VORLIEGENDER TEXT:
"""

Ein "Best of" der Mailänder Modewoche

von Alexandra Otto 04/03/2021
ENJOY SHOPPING!
Ein "Best of" der Mailänder Modewoche

Eine ganze Woche lang - vom 23. Februar bis zum 1. März 2021 - stand Mailand wieder einmal ganz im Zeichen der Mode. Präsentiert wurden die Ready-to-wear-Kollektionen der Womenswear für den kommenden Herbst/Winter 21/22. Ohne Publikum, aber dafür Online in insgesamt 61 Shows, 57 Präsentationen und sechs Events. Leider ohne Bottega Veneta, Jil Sander und Gucci, aber dafür mit vielen anderen Brands und Marken, die zukunftsorientierten Optimismus versprühen. Wir haben ein "Best of" der sehenswertesten Kollektionen zusammengestellt.

"""

IHRE AUFGABEN:
(a) In welchem Zeitraum fand die Modewoche laut dem Artikel über die Mailänder Modewoche statt?
(b) Setzen Sie den Artikel über die Mailänder Modewoche im Anschluss an seinen letzten Satz fort.
Die nachstehenden Einträge haben mit dem Artikel über die Mailänder Modewoche nichts zu tun.

BEREITGESTELLTE DATEN:
"""

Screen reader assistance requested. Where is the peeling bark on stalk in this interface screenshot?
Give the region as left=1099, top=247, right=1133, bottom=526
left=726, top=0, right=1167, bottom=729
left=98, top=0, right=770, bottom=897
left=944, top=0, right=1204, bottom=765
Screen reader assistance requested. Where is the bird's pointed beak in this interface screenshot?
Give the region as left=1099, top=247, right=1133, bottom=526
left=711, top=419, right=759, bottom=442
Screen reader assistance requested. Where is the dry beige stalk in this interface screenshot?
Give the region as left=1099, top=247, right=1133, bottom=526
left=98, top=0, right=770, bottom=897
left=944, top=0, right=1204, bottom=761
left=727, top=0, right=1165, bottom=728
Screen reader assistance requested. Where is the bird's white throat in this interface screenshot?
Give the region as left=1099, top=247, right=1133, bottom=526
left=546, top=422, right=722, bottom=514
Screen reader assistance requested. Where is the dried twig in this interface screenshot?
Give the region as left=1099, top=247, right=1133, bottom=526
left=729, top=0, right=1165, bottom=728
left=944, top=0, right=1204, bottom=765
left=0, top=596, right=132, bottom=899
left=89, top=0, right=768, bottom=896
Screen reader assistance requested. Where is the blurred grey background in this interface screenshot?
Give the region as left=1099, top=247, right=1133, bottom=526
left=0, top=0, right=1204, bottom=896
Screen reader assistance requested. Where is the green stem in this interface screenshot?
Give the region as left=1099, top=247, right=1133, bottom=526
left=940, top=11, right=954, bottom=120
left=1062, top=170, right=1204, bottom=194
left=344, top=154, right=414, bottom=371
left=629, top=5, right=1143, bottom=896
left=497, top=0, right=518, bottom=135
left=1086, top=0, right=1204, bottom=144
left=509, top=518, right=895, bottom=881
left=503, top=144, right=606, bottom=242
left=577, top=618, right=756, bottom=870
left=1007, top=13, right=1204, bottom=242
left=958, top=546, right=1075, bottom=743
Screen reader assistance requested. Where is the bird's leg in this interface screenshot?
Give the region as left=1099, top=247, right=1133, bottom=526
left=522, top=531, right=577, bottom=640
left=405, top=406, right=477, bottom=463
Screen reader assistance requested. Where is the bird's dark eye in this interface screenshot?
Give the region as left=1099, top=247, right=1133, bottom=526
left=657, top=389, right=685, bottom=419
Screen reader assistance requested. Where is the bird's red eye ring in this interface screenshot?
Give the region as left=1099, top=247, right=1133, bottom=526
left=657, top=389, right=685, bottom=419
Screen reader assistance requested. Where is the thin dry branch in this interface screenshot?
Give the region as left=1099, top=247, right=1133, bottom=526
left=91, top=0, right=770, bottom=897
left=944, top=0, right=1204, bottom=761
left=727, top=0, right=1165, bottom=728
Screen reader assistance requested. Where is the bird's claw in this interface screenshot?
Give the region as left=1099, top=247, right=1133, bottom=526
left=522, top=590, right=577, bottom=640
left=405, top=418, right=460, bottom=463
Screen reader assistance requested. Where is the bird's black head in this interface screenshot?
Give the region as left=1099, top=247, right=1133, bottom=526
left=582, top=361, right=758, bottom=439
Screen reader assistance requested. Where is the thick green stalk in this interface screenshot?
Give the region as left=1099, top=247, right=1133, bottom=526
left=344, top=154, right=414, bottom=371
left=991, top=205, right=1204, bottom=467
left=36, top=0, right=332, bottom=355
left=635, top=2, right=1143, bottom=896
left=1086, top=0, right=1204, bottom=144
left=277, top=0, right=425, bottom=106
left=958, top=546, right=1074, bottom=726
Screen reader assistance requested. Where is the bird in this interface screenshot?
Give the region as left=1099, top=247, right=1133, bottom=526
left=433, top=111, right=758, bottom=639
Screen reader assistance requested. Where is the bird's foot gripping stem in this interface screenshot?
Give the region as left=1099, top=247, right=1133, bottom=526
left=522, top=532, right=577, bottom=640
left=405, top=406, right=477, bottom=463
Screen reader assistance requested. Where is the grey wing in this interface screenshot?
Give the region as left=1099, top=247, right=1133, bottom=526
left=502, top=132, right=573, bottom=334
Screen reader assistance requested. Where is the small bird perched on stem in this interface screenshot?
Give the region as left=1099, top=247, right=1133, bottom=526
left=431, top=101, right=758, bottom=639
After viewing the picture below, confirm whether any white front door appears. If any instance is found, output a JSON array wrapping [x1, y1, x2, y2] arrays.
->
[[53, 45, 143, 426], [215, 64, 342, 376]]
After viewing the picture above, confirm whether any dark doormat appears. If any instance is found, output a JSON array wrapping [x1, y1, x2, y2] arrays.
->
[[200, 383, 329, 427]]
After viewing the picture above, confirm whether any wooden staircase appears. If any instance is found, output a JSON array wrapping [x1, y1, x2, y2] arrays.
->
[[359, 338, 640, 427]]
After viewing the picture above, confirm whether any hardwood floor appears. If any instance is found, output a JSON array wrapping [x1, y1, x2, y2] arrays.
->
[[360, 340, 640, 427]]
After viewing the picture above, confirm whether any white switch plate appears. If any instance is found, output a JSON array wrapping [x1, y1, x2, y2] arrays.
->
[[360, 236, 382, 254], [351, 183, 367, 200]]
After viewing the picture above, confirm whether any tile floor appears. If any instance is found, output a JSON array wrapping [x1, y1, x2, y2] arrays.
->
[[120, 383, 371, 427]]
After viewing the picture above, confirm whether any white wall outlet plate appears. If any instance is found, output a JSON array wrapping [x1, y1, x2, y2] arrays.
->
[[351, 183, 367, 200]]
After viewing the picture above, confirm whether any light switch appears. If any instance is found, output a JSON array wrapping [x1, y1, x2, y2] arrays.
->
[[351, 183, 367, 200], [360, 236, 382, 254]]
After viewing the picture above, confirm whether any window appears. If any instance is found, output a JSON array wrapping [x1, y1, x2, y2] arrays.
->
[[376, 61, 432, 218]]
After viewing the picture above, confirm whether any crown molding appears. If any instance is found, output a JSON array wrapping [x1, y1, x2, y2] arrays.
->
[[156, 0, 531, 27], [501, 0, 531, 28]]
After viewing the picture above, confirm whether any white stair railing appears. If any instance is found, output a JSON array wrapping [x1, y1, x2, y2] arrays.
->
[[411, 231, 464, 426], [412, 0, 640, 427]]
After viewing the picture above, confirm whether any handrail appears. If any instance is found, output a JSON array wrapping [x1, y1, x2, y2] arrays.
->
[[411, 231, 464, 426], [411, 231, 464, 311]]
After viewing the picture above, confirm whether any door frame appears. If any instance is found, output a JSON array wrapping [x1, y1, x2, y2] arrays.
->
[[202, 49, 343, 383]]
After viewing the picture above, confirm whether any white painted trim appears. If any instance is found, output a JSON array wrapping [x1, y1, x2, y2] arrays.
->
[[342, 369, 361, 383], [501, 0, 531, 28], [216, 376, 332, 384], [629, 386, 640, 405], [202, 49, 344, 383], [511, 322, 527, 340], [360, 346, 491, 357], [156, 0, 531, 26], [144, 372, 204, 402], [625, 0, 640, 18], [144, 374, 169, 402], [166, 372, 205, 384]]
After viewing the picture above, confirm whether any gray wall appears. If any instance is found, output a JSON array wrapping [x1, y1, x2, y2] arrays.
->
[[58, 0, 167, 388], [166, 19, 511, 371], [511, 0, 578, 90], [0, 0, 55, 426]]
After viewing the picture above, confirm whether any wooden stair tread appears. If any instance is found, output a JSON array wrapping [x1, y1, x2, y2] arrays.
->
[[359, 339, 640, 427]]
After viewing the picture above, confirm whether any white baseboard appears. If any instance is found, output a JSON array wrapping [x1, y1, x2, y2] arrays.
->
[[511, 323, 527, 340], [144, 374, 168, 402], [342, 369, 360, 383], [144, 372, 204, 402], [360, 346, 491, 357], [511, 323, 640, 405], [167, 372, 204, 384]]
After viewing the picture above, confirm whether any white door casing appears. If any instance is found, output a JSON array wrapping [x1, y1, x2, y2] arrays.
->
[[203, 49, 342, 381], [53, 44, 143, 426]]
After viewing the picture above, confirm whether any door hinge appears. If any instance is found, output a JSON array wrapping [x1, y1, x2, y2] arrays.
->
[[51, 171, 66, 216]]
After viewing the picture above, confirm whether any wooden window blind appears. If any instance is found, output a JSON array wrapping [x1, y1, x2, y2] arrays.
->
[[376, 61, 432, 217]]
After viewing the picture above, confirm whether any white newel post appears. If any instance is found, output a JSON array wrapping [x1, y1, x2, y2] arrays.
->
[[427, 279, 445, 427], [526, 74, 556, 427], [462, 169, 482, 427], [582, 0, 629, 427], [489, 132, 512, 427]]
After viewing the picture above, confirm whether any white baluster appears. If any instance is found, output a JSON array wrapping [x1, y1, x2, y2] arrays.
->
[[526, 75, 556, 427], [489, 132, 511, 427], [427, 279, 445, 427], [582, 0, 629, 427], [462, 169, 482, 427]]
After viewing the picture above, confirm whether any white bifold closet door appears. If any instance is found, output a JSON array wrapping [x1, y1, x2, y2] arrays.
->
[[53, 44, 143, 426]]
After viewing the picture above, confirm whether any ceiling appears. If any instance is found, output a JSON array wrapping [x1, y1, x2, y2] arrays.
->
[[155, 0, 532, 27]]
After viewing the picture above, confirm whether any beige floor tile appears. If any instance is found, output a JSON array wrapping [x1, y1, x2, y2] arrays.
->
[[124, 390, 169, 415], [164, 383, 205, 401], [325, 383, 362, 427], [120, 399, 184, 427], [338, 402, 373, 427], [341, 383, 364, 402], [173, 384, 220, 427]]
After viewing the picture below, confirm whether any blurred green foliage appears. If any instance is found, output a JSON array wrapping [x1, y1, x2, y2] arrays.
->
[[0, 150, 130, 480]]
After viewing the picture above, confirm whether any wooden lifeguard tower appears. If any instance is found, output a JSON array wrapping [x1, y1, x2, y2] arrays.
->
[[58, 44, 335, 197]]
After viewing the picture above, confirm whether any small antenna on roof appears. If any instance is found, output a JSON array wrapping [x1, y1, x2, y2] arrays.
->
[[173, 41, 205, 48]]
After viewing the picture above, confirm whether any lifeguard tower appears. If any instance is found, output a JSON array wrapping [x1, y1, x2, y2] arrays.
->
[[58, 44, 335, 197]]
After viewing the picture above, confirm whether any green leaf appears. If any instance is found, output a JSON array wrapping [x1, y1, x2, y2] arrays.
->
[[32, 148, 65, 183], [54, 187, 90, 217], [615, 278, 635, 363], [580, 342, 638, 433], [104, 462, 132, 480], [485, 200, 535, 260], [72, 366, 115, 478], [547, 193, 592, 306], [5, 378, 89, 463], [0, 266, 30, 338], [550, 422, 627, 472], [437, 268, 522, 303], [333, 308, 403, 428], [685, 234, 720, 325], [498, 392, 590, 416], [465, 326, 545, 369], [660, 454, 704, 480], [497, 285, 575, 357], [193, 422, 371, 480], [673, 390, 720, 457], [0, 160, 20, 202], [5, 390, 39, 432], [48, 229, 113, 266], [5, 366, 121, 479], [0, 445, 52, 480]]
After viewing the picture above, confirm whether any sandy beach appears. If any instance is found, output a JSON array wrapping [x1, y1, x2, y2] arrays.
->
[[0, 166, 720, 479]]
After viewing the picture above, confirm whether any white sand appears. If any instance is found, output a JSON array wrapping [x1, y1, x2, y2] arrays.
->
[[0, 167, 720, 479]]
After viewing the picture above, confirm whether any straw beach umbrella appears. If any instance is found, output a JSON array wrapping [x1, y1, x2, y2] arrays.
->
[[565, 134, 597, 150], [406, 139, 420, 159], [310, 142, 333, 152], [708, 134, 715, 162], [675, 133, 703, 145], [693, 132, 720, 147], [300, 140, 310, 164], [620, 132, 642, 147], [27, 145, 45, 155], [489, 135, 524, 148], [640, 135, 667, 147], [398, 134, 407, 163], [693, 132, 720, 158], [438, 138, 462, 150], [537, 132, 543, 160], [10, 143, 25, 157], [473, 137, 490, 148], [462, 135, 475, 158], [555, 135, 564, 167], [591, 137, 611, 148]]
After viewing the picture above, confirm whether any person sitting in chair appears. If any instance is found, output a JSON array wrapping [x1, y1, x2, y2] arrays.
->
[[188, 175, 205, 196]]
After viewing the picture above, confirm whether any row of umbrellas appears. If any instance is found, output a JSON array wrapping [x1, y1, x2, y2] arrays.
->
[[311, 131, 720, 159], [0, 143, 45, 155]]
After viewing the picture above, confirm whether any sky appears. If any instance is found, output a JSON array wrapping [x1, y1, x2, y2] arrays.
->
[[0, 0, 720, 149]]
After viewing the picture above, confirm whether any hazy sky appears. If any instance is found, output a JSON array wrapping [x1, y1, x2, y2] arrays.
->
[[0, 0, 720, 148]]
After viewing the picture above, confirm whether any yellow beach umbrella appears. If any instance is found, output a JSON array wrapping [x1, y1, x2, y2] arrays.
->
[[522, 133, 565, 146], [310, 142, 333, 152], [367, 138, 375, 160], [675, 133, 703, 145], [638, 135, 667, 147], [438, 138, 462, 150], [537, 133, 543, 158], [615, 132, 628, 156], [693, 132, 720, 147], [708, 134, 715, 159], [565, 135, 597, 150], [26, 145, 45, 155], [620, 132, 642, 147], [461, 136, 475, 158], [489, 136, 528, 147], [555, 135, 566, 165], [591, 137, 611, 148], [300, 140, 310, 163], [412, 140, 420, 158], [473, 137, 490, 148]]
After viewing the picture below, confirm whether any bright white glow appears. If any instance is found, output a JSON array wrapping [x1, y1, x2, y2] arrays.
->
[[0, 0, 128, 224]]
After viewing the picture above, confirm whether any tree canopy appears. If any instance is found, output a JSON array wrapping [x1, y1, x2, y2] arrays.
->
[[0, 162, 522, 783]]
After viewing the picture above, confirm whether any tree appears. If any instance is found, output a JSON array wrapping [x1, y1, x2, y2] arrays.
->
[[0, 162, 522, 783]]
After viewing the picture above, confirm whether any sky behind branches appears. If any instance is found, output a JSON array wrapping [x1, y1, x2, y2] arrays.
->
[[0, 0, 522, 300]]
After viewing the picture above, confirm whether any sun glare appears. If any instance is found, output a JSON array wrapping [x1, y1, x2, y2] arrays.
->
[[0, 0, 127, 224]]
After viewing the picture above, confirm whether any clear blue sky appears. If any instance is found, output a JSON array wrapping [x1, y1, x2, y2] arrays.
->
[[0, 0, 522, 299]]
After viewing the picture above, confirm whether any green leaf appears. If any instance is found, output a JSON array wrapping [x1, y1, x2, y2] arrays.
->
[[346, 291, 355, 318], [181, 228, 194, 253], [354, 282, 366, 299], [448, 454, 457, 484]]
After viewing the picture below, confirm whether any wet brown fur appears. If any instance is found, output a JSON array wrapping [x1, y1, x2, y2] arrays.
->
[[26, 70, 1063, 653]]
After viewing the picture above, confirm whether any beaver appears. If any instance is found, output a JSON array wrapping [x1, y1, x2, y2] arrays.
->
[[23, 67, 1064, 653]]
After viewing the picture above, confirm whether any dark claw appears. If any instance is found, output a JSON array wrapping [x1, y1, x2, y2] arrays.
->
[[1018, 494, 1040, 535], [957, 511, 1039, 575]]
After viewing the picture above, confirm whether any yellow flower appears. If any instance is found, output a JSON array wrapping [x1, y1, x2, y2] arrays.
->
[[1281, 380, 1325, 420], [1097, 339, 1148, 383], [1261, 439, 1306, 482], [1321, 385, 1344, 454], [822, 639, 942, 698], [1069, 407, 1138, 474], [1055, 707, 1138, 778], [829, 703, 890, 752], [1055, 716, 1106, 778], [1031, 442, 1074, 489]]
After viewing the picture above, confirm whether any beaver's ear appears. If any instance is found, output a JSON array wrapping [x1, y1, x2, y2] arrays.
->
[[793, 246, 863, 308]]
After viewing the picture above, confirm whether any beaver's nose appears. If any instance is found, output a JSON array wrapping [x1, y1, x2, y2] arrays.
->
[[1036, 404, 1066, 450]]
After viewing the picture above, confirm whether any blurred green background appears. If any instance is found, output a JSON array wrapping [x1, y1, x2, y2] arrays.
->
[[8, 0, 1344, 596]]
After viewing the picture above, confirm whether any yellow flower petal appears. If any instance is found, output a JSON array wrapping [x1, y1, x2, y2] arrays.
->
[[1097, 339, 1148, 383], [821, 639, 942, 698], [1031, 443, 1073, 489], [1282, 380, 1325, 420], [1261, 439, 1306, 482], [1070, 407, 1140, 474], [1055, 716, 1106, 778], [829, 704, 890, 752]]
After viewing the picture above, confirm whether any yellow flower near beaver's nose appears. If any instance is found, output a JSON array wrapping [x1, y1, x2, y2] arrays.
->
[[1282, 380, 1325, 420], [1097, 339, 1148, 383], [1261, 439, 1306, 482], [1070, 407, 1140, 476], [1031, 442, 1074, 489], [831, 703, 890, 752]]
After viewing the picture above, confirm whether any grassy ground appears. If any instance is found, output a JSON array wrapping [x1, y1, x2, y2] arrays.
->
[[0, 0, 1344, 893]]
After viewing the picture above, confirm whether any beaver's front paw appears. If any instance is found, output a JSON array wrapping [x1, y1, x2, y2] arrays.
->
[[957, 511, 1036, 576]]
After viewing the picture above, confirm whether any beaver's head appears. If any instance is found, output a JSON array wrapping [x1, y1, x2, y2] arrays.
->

"""

GEGEBENE ANTWORTEN:
(a) Vom 23. Februar bis zum 1. März 2021.

(b)
Alberta Ferretti

Alberta Ferretti hält es für den Herbst eher real. Das Video, das sie am ersten Tag der Mailänder Modewoche  präsentierte, wurde als richtige Runway-Show inszeniert - keine künstlerischen Experimente, aber eine solide Wiedergabe dessen, was wir uns alle erhoffen, sobald die Umstände dies zulassen. "Ich bin eine Frau, die für Frauen entwirft", sagte Ferretti. „Wie könnte ich ihre Bedürfnisse nicht berücksichtigen? Realistisch zu sein bedeutet jedoch nicht, sich auf den Banalitätsmodus einzustellen." Ferretti konzentriert sich in der Kollektion eindeutig auf Daywear in einer eher dunkel gehaltenen Farbpalette aus Schwarz und Anthrazit in Kombination mit Olivgrün, Rotkehlchen-Ei-Blau und Senfgelb und richtet ihr Augenmerk besonders auf unterschiedliche Materialien und aufwändige Texturen, um Sinnlichkeit und Taktilität zu vermitteln. Aber was ist spezieller als ein fabelhaftes Abendkleid, das natürlich Ferrettis Stärke ist? Mindestens zwei fabelhafte Kleider! Denn die Entscheidung fällt schwer bei den dramatisch-schwarzen oder güldenen Kleidern, die Glamour pur sind. "Sich schön zu fühlen, gibt dir Kraft", so Ferretti. "Als Frauen brauchen wir alle Kraft, die wir aufbringen können, um zu kämpfen, da wir noch so viele Schlachten zu gewinnen haben." Stimmt. Das Video dazu gibt es hier.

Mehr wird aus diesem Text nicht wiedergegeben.